## Given exercise
Quote the whole listing verbatim.

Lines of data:
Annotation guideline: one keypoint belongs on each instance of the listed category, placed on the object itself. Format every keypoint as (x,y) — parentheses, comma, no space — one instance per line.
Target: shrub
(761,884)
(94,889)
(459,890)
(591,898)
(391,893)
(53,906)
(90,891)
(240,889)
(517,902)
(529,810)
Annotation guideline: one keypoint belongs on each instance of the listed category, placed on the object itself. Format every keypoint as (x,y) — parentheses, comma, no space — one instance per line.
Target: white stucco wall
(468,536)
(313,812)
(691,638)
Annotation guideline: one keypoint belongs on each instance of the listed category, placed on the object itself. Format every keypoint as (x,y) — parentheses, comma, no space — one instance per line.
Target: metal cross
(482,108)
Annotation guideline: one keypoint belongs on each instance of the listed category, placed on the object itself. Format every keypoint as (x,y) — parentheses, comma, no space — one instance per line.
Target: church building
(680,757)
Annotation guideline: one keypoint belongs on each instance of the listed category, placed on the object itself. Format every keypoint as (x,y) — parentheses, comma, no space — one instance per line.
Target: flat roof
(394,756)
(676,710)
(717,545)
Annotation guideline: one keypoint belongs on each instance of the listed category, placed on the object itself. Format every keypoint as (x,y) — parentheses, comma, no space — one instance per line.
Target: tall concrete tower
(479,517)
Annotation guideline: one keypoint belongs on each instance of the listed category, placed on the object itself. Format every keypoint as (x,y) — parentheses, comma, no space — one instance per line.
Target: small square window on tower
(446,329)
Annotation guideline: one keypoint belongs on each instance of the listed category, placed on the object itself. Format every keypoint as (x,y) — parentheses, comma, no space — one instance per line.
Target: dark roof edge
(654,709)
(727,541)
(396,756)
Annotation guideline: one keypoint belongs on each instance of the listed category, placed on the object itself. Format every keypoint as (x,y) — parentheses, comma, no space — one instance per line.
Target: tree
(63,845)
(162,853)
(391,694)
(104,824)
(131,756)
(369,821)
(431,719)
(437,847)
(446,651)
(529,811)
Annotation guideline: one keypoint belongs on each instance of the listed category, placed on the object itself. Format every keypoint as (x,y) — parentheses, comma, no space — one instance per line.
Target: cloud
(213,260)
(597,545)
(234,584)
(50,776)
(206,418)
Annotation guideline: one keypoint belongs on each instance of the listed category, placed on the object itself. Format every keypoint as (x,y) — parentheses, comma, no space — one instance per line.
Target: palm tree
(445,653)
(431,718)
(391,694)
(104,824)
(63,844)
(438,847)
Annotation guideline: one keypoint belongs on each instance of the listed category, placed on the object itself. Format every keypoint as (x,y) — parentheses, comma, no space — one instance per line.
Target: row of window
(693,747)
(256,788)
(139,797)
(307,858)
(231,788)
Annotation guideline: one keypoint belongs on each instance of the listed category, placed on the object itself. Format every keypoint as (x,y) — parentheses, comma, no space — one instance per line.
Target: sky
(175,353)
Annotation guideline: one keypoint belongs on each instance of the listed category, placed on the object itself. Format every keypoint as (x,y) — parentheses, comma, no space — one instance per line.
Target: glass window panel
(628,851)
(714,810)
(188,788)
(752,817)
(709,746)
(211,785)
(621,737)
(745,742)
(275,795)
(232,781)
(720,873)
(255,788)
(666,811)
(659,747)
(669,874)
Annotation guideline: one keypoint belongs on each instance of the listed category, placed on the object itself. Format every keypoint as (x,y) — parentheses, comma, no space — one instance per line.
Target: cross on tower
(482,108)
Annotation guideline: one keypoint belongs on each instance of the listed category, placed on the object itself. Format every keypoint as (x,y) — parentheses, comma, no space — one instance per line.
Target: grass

## Reply to the exercise
Annotation guideline: one keypoint belongs on each instance of the listed category, placed on the object itself. Format every keypoint as (x,y) — parentheses, comma, no space — one instance per line.
Target: shrub
(761,884)
(94,889)
(459,890)
(591,898)
(391,893)
(53,906)
(90,891)
(240,889)
(517,902)
(529,810)
Annotation guideline: one keypoint belongs on each instance of the listed category, placed on the object itself. Format every keypoint as (x,y) — parentheses, comma, no space — one instance per line.
Target: white stucco wall
(468,536)
(313,812)
(691,638)
Annotation guideline: one keypoint belongs on each instance of the listed category, placed on the object itself. Format every keypoint as (x,y) — parentheses, comma, no space — one instance per line.
Target: metal cross
(482,108)
Annotation guideline: one keypoint belongs on each instance of the listed category, placed on the object itself. Format every keypoint as (x,y) — parentheses, comma, no space — one instance per line.
Target: church building
(680,757)
Annotation guideline: one keypoint belongs on each instance of the listed category, placed on the object itself. Format every keypoint as (x,y) — parentheses, comma, no space — one instance per line.
Target: flat roof
(394,756)
(676,710)
(717,545)
Annotation guideline: one keypoint belongs on each instance of the listed category, placed on the object itself. Format every keypoint as (x,y) — parentheses, comma, no space — one instance per line.
Target: tall concrete tower
(479,517)
Annotation guideline: one keypoint belongs on each instance of the listed category, placed on the object itself. Format every keypoint as (x,y) — parentheses, comma, no space — one instance per line.
Target: small square window on tower
(446,329)
Annotation guideline: one keypoint belongs on each instance of the listed category, placed on the object itself. Format every keypoint as (x,y) — parentheses, comma, no space — one instance per line.
Target: dark roof edge
(654,709)
(727,541)
(396,756)
Annotation guideline: one keypoint belongs on each instance of the listed category, placed on the object itself. Format every keypoint as (x,y) — parentheses, comma, no space — one instance per line.
Target: tree
(63,845)
(162,853)
(391,694)
(104,824)
(131,756)
(369,821)
(431,719)
(437,847)
(446,651)
(529,811)
Annotation guideline: one keypoint belongs on each instance of the listed category, placed on the object itself. Format every keypoint as (x,y) — parentheses, comma, no space — one instance per line.
Target: cloud
(213,260)
(597,545)
(234,584)
(50,776)
(206,418)
Annotation guideline: one keypoint belongs on each instance of the listed category, placed on the object itself. Format every keypoint as (x,y) — parentheses, comma, no space — one instance per line.
Target: palm tree
(445,653)
(431,718)
(391,694)
(104,824)
(63,844)
(438,847)
Annotation guideline: one keypoint belongs on each instance of the listed category, placed on the object itself. Format every keypoint as (x,y) — parentheses, comma, no space — one instance per line.
Target: row of window
(693,747)
(256,788)
(139,797)
(307,858)
(231,788)
Annotation guideline: one keypoint belongs on each instance of the listed category, placed on the object itself. Format every keypoint as (x,y) — parentheses, comma, no space — one instance per line.
Target: sky
(175,353)
Annotation guideline: one keypoint belongs on each instance of the listed category, placed on the object itself. Format every keypoint as (x,y) — parentheses, comma, no space — one instance per line.
Target: glass window panel
(628,851)
(714,810)
(188,788)
(752,817)
(709,746)
(211,785)
(621,737)
(745,742)
(275,795)
(232,781)
(720,873)
(255,788)
(666,811)
(659,747)
(669,874)
Annotation guideline: one keypoint belongs on each instance of the listed category, placed on the object itself. Format every keypoint as (x,y) — parentheses, comma, no space — one instance per line.
Target: cross on tower
(482,108)
Annotation guideline: one keypoint belongs on each instance of the listed category, placed on the object itself. Format every keypoint as (x,y) — parentheses, comma, no space — one instance per line.
Target: grass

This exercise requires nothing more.